-- start of DOCUMENT EXCERPT --

Copy UTF-8 encoded text into clipboard

Copy UTF-8 encoded text into clipboard

15
Basic UserBasic User
15

    Jul 02, 2015#1

    I am using UltraEdit as an external editor of Stata 14. Stata uses UTF-8 encoded text (without BOM) in command files (so called do-files).

    To send (sections of) command files edited by UltraEdit directly to Stata I am using two AutoIt3 programs (rundo and rundolines defined as UltraEdit tools) written by Friedrich Huebler (see http://huebler.blogspot.ca/2008/04/stata.html) that allow to integrate external editors with Stata. rundo invokes Stata to run the complete command file from the disk, whereas rundolines copies selected parts of the command files into a temporary command file and invokes Stata to run this temporary file. If I save and edit the command file as a UTF-8 encoded file, calling rundo as an UltraEdit tool works fine.

    However, using rundolines together with UltraEdit does not work as it should - it seems as if it is not possible to copy UTF-8 encoded edited in UltraEdit into the clipboard. The idea of rundolines is (1) to copy selected lines of from the editor into Windows' clipboard, (2) retrieve the user specific path of the temp directory, (3) create the temporary file "statacmd.tmp", (4) paste the commands from the clipboard into this file and place it into this directory, (5) activate Stata and (6) let Stata read and execute the commands of temporary file.

    Unfortunately, even if a file with UTF-8 encoded text is edited in UltraEdit, copying UTF-8 encoded texts from UltraEdit into the clipboard seems to change them into a different encoding such that Stata will not display umlauts such as ä, ü, ö, or ß properly.

-- end of DOCUMENT EXCERPT --
-- start of PROVIDED DATA --

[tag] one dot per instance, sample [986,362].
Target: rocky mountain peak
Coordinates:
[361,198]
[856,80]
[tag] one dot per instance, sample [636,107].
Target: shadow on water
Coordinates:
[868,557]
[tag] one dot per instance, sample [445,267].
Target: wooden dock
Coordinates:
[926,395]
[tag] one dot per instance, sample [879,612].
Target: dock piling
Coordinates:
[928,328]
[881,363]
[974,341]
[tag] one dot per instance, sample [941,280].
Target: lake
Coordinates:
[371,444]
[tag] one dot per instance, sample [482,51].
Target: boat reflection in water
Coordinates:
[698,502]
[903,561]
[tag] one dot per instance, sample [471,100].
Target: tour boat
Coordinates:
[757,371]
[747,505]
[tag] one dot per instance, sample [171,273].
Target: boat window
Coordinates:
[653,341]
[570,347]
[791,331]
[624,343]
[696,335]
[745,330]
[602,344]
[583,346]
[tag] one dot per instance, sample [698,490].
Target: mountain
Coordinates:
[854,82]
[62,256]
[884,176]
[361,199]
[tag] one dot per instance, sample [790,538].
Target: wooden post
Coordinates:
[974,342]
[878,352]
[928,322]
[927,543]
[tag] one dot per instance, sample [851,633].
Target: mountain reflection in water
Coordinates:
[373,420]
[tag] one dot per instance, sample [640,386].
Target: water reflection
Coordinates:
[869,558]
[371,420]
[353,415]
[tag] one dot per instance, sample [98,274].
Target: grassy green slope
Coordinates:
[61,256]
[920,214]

-- end of PROVIDED DATA --

DIRECTION 1:
Answer these questions using the forum post on copying UTF-8 text to the clipboard:
(a) Which version of Stata does the poster use UltraEdit with?
(b) What is the name of the temporary file that rundolines creates?
(c) Which characters does Stata fail to display properly?
DIRECTION 2:
Resume the forum post on copying UTF-8 text to the clipboard from where it stops.
The records have nothing to do with the forum post on copying UTF-8 text to the clipboard.

EXERCISE OUTPUT 1:
(a) Stata 14
(b) statacmd.tmp
(c) The umlauts ä, ü, ö, and ß

EXERCISE OUTPUT 2:
    To fix this problem I inserted the following AutoIt3 script into line 60 of rundolines.au3 (the file is available at the link given above):

    Code: Select all

    ; ---------- fix for UltraEdit 22.10: ---------
    ; Open temporary file in editor
    $tempfile3 = " " & $tempfile
    Send("^o")
    Sleep($clippause)
    Send($tempfile3 & "{Enter}")
    Sleep($clippause)
    ; Convert file to UTF-8 coding (assumes UltraEdit's keyboard assignment to convert ASCII to UTF-8 is <Alt-u>)
    Send("!u")
    Sleep($clippause)
    ; Save and close temporary file (assumes UltraEdit's keyboard assignment to close a file is <Alt-s>)
    Send("^s")
    Send("!s")
    ; ---------- end fix for UltraEdit. ------------
    Note that in my case $tempfile of the script contains the path and file name "C:\Users\Enzmann\AppData\Local\Temp\statacmd.tmp". The idea of the fix is (1) to open the temporary files created by rundolines in UltraEdit, (2) convert the file from ASCII to UTF-8 (editable) and (3) save and close the file.

    However, the fix does not always work properly because sometimes the first character of this string is stripped when it is copied into the window of the open file dialogue of UltraEdit using the AutoIt3 script command

    Code: Select all

    Send($tempfile3 & "{Enter}")
    The problem seems to occur irregularly (sometimes the first, sometimes more, or sometimes no character is stripped from the path and file name string). I tried to avoid the problem by inserting a space character at the beginning of the string using

    Code: Select all

    $tempfile3 = " " & $tempfile
    which sometimes helps.

    Does anybody know why the first character is sometimes stripped and how to avoid it?

    The best solution were if it would be possible to copy UTF-8 encoded text into the clipboard. Friedrich Huebler reports that he is able to use rundolines successfully with NotePad++ (see http://www.statalist.org/forums/node/1300406). What is possible with NotePad++ should also be possible with UltraEdit.

    6,681583
    Grand MasterGrand Master
    6,681583

      Jul 02, 2015#2

      In memory of any Unicode aware application Unicode characters are always UTF-16 encoded with 16-bit or 32-bit per character (in C/C++ being of type wchar - wide character). Therefore copying text of any Unicode encoded file results in UTF-16 encoded text in clipboard.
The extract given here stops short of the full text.